(Object position labeling entries)
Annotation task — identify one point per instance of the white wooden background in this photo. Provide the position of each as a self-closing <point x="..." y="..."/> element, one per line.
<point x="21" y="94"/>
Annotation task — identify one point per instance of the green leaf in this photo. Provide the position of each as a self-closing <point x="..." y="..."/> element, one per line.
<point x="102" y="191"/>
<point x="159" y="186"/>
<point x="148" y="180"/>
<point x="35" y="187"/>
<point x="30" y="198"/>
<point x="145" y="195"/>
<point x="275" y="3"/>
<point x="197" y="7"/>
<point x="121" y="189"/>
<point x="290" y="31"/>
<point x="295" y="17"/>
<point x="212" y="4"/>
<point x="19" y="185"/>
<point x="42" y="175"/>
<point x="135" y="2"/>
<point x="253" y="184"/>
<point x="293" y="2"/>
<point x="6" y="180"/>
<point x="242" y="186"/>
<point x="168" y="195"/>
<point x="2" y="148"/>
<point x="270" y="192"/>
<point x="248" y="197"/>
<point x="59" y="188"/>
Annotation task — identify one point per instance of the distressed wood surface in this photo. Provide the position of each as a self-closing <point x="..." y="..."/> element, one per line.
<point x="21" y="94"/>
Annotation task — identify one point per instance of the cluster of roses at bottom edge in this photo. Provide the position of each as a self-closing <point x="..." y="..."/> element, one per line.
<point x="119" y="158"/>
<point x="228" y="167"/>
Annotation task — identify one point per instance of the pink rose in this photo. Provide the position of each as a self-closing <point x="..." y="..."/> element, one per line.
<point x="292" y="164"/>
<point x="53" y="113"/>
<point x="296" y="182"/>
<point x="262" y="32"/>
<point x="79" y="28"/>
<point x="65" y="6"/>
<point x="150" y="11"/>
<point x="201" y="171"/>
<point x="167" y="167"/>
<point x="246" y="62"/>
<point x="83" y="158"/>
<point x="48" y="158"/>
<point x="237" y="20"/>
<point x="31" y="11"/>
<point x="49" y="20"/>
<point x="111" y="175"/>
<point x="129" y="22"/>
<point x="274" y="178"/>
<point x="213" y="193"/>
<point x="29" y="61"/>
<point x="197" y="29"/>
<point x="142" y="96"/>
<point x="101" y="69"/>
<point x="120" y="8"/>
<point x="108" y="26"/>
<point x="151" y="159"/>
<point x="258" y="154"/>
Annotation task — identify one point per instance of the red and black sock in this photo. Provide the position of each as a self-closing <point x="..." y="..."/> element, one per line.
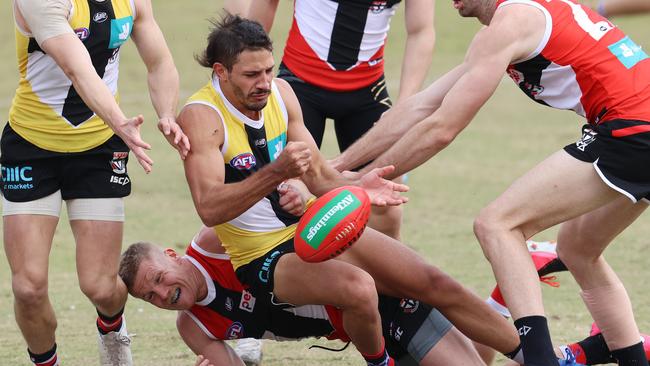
<point x="106" y="324"/>
<point x="380" y="359"/>
<point x="48" y="358"/>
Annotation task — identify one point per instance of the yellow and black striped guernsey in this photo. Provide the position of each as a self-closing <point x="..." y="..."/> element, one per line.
<point x="248" y="146"/>
<point x="47" y="110"/>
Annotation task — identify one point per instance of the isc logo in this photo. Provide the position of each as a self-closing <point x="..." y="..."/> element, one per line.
<point x="244" y="161"/>
<point x="247" y="302"/>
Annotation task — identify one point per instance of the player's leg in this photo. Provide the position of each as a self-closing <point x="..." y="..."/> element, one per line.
<point x="27" y="242"/>
<point x="335" y="283"/>
<point x="365" y="108"/>
<point x="558" y="189"/>
<point x="312" y="100"/>
<point x="400" y="272"/>
<point x="581" y="242"/>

TASK DESCRIPTION →
Copy every entry above word for word, omitting the pictures.

RESPONSE TO THIS EXERCISE →
Annotation task — identify one point per instance of the white wooden background in this photo. Provide the position of each as a self-closing <point x="..." y="..."/> element, one per line.
<point x="21" y="94"/>
Annotation task — identify one point per instance of the green leaf in this photo. Provide the position of each as a self-closing <point x="..." y="..."/> element, one per line.
<point x="102" y="191"/>
<point x="159" y="186"/>
<point x="148" y="180"/>
<point x="35" y="187"/>
<point x="30" y="198"/>
<point x="145" y="195"/>
<point x="275" y="3"/>
<point x="197" y="7"/>
<point x="121" y="189"/>
<point x="290" y="31"/>
<point x="295" y="17"/>
<point x="212" y="4"/>
<point x="19" y="185"/>
<point x="42" y="175"/>
<point x="135" y="2"/>
<point x="253" y="184"/>
<point x="293" y="2"/>
<point x="6" y="180"/>
<point x="242" y="186"/>
<point x="168" y="195"/>
<point x="2" y="148"/>
<point x="270" y="192"/>
<point x="248" y="197"/>
<point x="59" y="188"/>
Annotation task — identify one point per instance of the distressed wood surface in this photo. Provide the position of each as a self-closing <point x="..." y="..."/> element, one per line.
<point x="21" y="94"/>
Annotation task — identify one point per instance of the cluster of roses at bottom edge in this photo. Provide the position of each as a self-closing <point x="..." y="..."/> element, one per line.
<point x="119" y="158"/>
<point x="228" y="167"/>
Annotation task — identify one point per instance of the pink rose in this photo. Provide the position of each as a self-closing <point x="..." y="..."/> element, one per line.
<point x="292" y="164"/>
<point x="53" y="113"/>
<point x="296" y="182"/>
<point x="262" y="32"/>
<point x="79" y="28"/>
<point x="65" y="6"/>
<point x="150" y="11"/>
<point x="201" y="171"/>
<point x="167" y="167"/>
<point x="246" y="62"/>
<point x="83" y="158"/>
<point x="48" y="158"/>
<point x="237" y="20"/>
<point x="31" y="11"/>
<point x="49" y="20"/>
<point x="111" y="175"/>
<point x="129" y="22"/>
<point x="274" y="178"/>
<point x="213" y="193"/>
<point x="29" y="61"/>
<point x="197" y="29"/>
<point x="142" y="96"/>
<point x="101" y="69"/>
<point x="120" y="8"/>
<point x="108" y="26"/>
<point x="151" y="159"/>
<point x="258" y="154"/>
Annotation task — identify one point per instance of the red and black sock in this photo. Provide the position of each as a self-closing <point x="..." y="..."/> element, one per line.
<point x="106" y="324"/>
<point x="380" y="359"/>
<point x="48" y="358"/>
Annotation task — identify one point per instance of the yellow and black striped guernsey in this photo. Provide the position of each as a self-closing <point x="..." y="..."/> element, one per line.
<point x="248" y="146"/>
<point x="47" y="110"/>
Annotation task — identify one point per instance of the isc logo in this photo. Provide the position of each as a self-closing <point x="..." y="..."/> element, one per line.
<point x="244" y="161"/>
<point x="247" y="302"/>
Annotation task — identify one point per instance of the player's leg in this photo. Provide the position of each as a self-closing <point x="..." y="..."/> element, one per line.
<point x="27" y="242"/>
<point x="335" y="283"/>
<point x="365" y="108"/>
<point x="558" y="189"/>
<point x="312" y="100"/>
<point x="400" y="272"/>
<point x="581" y="242"/>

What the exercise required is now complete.